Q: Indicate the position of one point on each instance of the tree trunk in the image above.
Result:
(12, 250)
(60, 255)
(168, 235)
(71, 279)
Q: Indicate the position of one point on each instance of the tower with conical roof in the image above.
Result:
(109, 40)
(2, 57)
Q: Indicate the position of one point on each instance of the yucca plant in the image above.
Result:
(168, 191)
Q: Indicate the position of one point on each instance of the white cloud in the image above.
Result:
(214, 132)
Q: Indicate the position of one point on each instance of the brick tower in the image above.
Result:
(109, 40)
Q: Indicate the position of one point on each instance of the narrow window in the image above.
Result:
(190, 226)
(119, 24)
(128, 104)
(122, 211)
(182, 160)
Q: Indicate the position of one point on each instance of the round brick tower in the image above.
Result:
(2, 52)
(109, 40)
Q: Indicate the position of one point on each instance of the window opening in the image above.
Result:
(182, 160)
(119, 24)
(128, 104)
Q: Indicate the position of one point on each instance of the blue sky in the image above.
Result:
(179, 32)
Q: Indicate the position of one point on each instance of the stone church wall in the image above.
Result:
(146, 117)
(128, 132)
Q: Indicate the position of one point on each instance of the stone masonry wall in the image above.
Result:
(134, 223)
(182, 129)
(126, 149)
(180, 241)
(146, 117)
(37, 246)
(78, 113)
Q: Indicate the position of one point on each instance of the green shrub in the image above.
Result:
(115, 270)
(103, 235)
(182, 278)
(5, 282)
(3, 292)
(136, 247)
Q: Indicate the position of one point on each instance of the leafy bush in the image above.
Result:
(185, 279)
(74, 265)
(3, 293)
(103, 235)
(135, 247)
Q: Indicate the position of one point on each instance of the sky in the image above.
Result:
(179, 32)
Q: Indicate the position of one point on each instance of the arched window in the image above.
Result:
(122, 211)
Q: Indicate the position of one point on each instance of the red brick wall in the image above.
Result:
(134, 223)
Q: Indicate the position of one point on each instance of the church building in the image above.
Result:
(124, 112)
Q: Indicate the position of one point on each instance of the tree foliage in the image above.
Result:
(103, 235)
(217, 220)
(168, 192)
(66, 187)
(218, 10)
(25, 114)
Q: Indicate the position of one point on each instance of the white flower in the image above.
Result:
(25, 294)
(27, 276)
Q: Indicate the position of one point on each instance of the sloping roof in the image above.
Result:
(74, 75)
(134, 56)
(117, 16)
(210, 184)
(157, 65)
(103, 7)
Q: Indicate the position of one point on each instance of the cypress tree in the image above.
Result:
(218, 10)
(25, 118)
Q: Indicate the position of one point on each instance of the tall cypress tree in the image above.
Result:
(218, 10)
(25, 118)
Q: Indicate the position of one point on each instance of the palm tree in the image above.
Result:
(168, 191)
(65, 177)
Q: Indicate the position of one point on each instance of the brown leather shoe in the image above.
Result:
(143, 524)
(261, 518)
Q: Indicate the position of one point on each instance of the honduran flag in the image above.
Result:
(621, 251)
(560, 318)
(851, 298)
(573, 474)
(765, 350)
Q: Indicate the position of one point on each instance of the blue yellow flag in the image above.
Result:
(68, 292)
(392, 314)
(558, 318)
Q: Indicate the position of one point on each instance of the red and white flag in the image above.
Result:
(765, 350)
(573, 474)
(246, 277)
____________________
Given problem:
Write out everything from the line containing "white flag in the image above." down to the end of the listing as a numbered list, omitting blank lines.

Answer:
1. Q: Indicate the position of one point on each instance of the red and white flag in the image above.
2. Result:
3. (765, 350)
4. (573, 474)
5. (246, 277)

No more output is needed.